TASK DIRECTIONS
Write out every record below exactly as it stands, leaving the pictures out.

[Start of section]

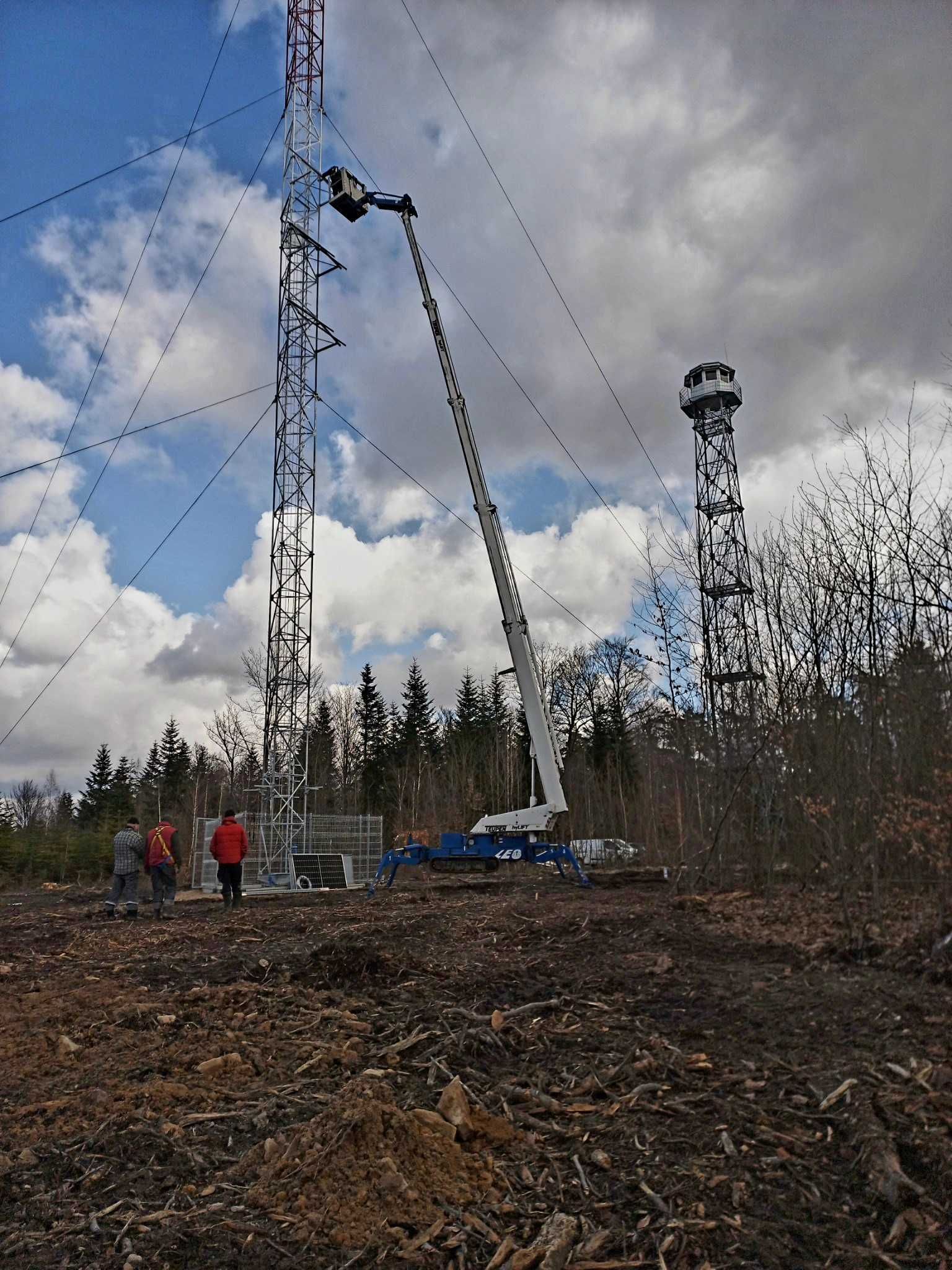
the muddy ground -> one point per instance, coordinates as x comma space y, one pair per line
690, 1083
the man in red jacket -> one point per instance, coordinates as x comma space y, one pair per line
230, 848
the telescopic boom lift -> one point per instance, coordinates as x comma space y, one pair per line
521, 835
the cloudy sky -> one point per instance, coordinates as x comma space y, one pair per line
765, 182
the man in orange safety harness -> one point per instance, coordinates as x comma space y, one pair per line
163, 858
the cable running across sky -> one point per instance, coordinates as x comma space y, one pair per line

[End of section]

RESPONSE BELOW
the muddy ground -> one point per instance, coordinates as x comma space y, one pair per line
690, 1083
the man in red jacket -> one point per instance, coordinates as x comma space y, one pair per line
230, 848
the telescopic boom lift -> one point per instance, coordinates as x comma space y, one pair per line
521, 835
the cloudy sky -> one point per instance, coordinates as x comma space y, one pair per line
765, 182
the man in orange safety harness -> one point per instance, coordinates as x comma space y, one pair per line
163, 858
the cable running across sky -> one point per instance, coordinates as x comma space y, one pair per line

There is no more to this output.